- **TEXT SECTION**:

◇ ◇ ◇

As Uganda and several other African countries gears up for a forthcoming general election, the national mood is getting more and more excited and so too is the sense of resentment at the sitting government.
The fact that the Museveni government has to keep on rigging elections indicates the magnitude of this national anger toward them.
Most Ugandans think the problem with their country today is the NRM government. However, history shows that Uganda's problems goes much further back in time.
1979. Moshi, Tanzania.
A few weeks before the fall of the Idi Amin government, several groups of Ugandan exiles met in the northern Tanzanian town of Moshi to forge a government of national unity to replace Amin, since at that time Amin's end seemed all but certain.
In the eyes of many, the eight years of Amin's rule had been one of the greatest catastrophes to befall Uganda in 100 years. Uganda, they felt, had sunk to the depths of depravity and horror.
The Uganda-Tanzania war was the most serious conflict Uganda had engaged in, in its history. In that climate, the expectations at Moshi were high, with everything at stake.
Looking back 31 years later at this "Moshi Unity Conference" (as it was dubbed) it is illuminating to realize that the entire conference --- attended by university professors, former civil servants, high ranking military officers, former diplomats, and others from among the educated class --- was dominated by who would succeed Amin, and what powers that individual would be entitled to.
It was also dominated by a wish by many to see to it that the former president Milton Obote never returned to power in any form.
There was no detailed discussion about economic reconstruction, weeding out incompetent civil servants, making Uganda Airlines profitable, improving the quality of the school curriculum, or reviving the recently defunct East African Community.
All the news reports and books at the time and in the years since then have shown these to be the only themes a Moshi.

◇ ◇ ◇

- **DATA RECORDS**:
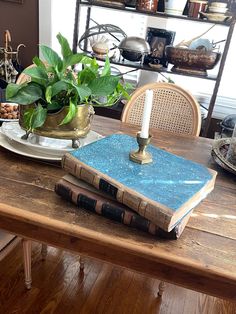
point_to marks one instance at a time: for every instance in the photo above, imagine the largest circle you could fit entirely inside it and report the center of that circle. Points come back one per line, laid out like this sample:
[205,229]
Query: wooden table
[203,259]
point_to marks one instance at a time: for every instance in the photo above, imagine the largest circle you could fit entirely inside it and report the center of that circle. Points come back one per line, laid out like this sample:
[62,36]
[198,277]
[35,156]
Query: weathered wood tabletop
[203,259]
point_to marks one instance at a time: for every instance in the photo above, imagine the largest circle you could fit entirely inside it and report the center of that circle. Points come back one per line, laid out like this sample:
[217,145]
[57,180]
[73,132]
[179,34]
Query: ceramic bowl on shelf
[215,17]
[191,61]
[134,48]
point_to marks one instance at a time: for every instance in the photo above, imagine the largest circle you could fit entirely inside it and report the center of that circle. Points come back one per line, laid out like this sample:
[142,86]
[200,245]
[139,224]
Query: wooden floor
[59,287]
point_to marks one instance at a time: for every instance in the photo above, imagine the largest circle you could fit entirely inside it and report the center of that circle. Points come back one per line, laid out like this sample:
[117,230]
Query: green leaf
[58,87]
[71,113]
[37,75]
[51,57]
[54,105]
[107,68]
[86,76]
[27,94]
[39,63]
[72,60]
[48,94]
[12,89]
[65,47]
[40,115]
[104,86]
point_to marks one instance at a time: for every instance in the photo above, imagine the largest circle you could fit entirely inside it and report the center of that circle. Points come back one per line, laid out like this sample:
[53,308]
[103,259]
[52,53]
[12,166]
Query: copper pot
[191,61]
[78,127]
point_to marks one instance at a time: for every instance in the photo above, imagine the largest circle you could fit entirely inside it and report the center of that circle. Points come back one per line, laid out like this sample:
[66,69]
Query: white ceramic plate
[23,150]
[41,144]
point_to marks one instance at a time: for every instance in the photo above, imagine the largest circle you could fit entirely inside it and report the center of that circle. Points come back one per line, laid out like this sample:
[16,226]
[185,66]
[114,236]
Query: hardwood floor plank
[59,287]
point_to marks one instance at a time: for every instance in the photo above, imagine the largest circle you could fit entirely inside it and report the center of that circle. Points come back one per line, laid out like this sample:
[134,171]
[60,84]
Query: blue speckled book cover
[162,191]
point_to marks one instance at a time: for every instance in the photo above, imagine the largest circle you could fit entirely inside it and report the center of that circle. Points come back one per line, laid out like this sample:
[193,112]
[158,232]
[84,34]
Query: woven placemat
[219,151]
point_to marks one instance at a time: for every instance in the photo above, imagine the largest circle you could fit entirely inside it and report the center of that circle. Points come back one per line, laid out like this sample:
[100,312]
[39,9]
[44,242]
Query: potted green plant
[56,100]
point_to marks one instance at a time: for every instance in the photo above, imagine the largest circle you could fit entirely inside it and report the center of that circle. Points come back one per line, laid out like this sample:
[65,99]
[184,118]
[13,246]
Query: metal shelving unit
[217,78]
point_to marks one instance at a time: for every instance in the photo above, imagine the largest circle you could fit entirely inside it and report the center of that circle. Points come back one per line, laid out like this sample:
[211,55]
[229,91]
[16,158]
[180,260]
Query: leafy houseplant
[54,85]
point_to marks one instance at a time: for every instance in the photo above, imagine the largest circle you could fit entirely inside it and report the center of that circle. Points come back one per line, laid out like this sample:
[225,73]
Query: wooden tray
[219,151]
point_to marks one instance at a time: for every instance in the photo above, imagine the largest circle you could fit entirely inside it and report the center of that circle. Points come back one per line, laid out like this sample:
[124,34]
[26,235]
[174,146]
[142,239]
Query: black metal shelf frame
[230,24]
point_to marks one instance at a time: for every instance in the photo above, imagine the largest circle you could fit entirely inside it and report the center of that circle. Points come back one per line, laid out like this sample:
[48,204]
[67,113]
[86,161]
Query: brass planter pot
[78,127]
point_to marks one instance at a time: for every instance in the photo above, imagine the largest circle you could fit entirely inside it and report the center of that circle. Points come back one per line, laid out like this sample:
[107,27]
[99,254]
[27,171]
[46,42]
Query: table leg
[81,263]
[44,251]
[161,288]
[27,262]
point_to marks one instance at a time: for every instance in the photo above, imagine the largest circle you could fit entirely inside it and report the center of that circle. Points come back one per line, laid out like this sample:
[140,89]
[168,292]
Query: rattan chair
[174,109]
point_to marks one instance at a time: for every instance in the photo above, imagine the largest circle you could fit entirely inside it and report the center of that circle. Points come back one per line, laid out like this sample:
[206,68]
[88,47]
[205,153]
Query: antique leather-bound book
[87,197]
[163,191]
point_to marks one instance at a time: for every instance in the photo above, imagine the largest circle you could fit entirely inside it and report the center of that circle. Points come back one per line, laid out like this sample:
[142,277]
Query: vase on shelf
[175,7]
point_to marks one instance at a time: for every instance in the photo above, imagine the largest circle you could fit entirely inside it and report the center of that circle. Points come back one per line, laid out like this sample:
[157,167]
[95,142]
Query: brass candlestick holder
[141,156]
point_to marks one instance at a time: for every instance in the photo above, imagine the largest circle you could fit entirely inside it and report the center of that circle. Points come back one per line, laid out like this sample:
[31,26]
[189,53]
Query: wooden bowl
[191,61]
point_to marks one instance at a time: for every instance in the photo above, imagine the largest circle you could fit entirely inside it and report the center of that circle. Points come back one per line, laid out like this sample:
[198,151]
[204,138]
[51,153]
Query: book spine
[96,203]
[143,207]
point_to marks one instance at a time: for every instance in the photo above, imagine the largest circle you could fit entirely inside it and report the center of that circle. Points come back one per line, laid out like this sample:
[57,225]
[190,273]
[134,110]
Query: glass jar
[147,5]
[231,154]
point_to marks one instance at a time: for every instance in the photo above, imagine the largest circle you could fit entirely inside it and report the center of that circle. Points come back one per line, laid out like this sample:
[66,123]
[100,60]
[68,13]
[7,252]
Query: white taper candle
[146,114]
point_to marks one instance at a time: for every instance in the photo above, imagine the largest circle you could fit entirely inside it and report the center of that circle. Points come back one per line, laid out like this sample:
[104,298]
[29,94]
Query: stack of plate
[36,146]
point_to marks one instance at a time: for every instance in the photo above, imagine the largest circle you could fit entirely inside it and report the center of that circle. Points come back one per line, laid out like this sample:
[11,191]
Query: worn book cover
[87,197]
[163,191]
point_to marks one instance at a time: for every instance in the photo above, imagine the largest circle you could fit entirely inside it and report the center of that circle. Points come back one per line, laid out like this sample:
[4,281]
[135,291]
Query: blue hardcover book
[163,191]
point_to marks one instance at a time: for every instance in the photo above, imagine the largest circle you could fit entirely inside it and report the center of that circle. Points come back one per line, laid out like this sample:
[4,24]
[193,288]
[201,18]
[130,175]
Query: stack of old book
[157,198]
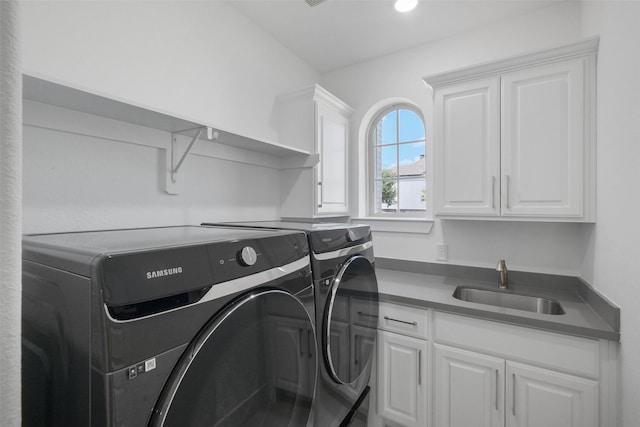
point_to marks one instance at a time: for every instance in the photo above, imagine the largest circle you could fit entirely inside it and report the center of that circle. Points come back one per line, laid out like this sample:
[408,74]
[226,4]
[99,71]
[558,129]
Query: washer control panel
[247,256]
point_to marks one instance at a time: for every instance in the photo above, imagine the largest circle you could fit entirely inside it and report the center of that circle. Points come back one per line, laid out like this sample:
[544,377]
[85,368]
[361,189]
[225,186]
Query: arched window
[397,164]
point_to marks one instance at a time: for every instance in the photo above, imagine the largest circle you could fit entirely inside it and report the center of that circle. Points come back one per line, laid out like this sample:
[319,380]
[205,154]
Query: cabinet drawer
[552,350]
[404,320]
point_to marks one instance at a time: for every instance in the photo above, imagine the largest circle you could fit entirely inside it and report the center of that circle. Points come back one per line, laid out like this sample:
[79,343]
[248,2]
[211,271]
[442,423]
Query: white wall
[552,248]
[612,244]
[85,172]
[195,59]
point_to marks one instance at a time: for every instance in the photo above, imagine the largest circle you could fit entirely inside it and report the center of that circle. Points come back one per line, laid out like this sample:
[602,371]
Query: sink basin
[508,299]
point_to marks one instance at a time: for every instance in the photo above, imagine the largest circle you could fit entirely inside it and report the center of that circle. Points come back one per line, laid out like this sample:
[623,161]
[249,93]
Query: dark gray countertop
[587,313]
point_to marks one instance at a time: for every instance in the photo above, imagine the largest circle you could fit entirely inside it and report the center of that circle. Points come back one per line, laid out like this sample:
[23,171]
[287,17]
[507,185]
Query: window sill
[397,225]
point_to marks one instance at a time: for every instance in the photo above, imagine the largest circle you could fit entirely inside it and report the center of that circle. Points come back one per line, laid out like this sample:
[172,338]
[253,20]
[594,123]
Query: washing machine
[170,326]
[346,293]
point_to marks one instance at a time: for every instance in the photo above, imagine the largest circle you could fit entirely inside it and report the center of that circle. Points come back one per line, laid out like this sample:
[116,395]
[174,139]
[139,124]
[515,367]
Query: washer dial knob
[247,256]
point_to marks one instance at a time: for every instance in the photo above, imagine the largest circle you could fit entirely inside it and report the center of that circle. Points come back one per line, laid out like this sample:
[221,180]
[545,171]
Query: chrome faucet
[504,279]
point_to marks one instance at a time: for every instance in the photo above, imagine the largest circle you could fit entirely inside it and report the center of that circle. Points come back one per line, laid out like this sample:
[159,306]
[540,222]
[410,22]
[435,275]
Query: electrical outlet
[443,252]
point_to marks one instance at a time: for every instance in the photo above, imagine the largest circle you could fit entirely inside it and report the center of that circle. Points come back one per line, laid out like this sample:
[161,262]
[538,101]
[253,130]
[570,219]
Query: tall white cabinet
[316,121]
[515,139]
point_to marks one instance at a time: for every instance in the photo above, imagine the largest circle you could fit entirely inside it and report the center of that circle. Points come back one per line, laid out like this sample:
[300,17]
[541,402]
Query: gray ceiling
[339,33]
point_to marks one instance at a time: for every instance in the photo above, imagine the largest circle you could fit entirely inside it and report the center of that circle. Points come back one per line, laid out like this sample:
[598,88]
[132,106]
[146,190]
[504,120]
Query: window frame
[371,168]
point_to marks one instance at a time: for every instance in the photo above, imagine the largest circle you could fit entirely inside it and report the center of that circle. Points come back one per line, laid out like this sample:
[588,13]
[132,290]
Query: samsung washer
[346,289]
[175,326]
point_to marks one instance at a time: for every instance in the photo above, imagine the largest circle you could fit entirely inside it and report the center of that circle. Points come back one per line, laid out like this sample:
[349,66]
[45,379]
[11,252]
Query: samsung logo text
[165,272]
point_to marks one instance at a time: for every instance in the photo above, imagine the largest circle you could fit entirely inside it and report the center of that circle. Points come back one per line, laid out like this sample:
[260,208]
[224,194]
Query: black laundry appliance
[346,292]
[171,326]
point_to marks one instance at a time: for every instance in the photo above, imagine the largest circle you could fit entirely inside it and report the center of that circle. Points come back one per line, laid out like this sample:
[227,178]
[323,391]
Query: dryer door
[253,364]
[349,347]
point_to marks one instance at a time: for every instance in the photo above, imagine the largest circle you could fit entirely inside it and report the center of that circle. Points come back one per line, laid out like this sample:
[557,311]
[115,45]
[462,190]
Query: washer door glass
[254,364]
[350,320]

◇ ◇ ◇

- **WORK TO BE COMPLETED**: Retype the Uganda text above, everything from "1979. Moshi, Tanzania." down to "all but certain.".

- **TASK OUTPUT**:
1979. Moshi, Tanzania.
A few weeks before the fall of the Idi Amin government, several groups of Ugandan exiles met in the northern Tanzanian town of Moshi to forge a government of national unity to replace Amin, since at that time Amin's end seemed all but certain.